■ AVAILABLE DATA ■
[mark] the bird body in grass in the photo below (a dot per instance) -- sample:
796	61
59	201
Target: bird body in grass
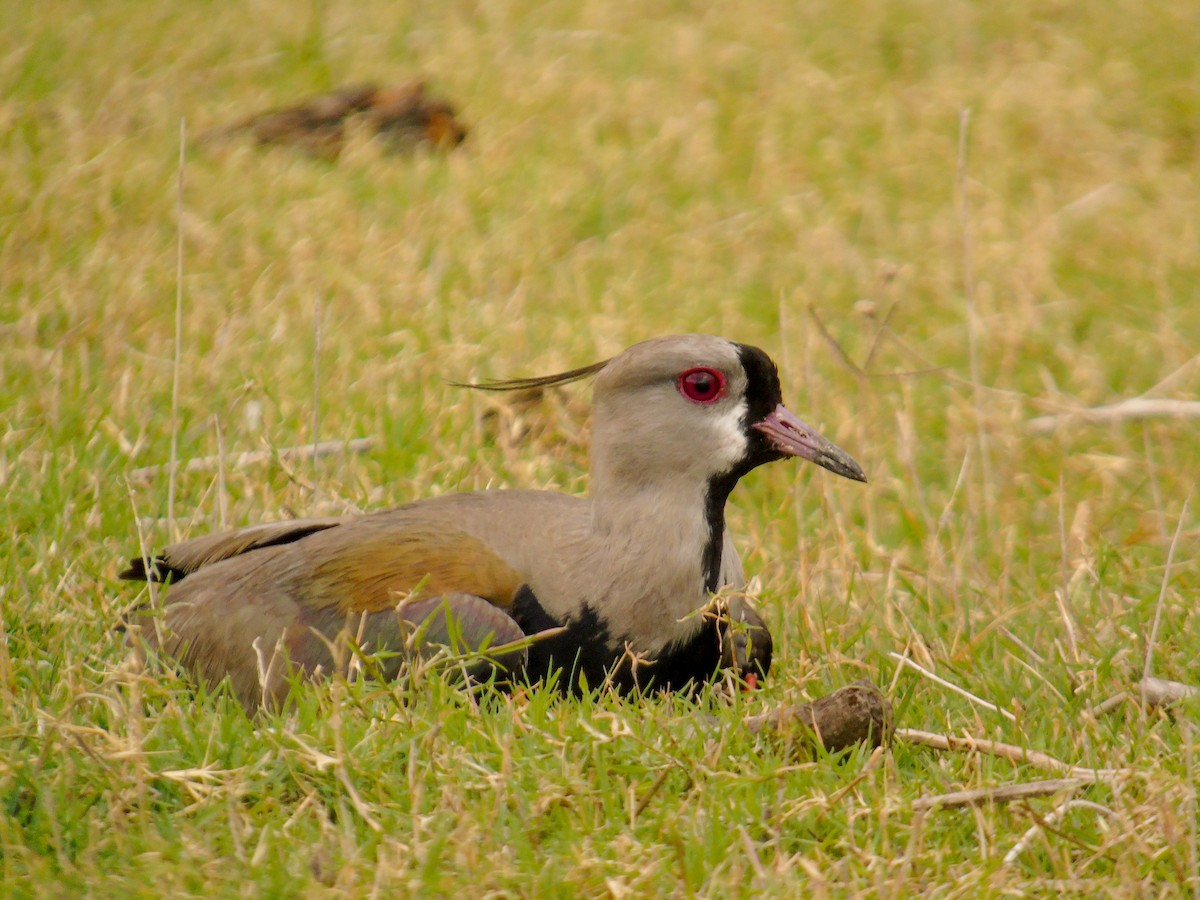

* * *

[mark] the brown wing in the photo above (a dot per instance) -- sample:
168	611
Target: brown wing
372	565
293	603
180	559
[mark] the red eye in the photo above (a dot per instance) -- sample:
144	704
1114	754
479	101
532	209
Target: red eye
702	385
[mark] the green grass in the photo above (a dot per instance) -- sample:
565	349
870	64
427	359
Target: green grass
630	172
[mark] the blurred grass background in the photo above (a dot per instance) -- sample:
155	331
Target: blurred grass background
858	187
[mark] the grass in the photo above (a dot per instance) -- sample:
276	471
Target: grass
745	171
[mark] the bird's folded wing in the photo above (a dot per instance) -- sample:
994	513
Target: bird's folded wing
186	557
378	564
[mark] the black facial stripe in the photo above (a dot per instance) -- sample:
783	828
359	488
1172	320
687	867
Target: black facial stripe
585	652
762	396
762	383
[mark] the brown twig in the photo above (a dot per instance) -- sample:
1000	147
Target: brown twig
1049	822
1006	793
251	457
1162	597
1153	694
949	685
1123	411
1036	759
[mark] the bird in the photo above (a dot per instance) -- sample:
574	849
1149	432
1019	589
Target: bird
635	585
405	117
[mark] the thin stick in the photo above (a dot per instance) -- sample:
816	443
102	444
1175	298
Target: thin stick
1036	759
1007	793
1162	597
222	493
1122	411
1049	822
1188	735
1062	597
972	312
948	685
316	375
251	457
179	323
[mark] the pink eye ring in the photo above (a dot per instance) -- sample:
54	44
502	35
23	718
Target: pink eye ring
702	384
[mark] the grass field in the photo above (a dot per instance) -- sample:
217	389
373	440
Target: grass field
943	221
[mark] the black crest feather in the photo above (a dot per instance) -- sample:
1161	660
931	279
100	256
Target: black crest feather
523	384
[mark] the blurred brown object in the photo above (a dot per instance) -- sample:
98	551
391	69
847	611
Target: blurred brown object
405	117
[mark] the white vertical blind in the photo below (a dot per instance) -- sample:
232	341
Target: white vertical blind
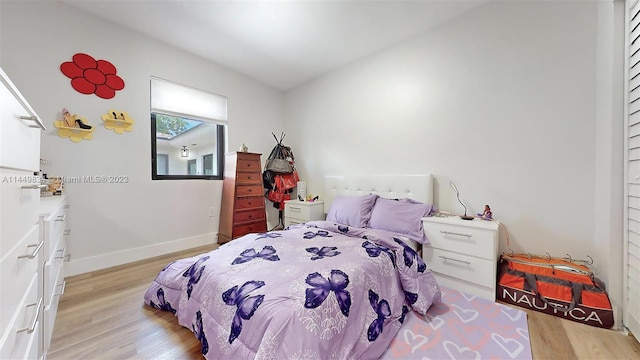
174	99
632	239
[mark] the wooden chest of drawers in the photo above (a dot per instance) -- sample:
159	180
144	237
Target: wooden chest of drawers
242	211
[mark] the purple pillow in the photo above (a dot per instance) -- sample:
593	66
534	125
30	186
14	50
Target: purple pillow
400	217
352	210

■ SHORT TASK ■
Copy out the part of the records that opens with the line containing "[mark] the bird body" and closes with the line containing "Target: bird body in grass", keeping both of those lines.

■ RESULT OF THIS TASK ■
[mark] the bird body in grass in the photo below (a dot per instance) -- sample:
796	61
59	201
Target: bird body in grass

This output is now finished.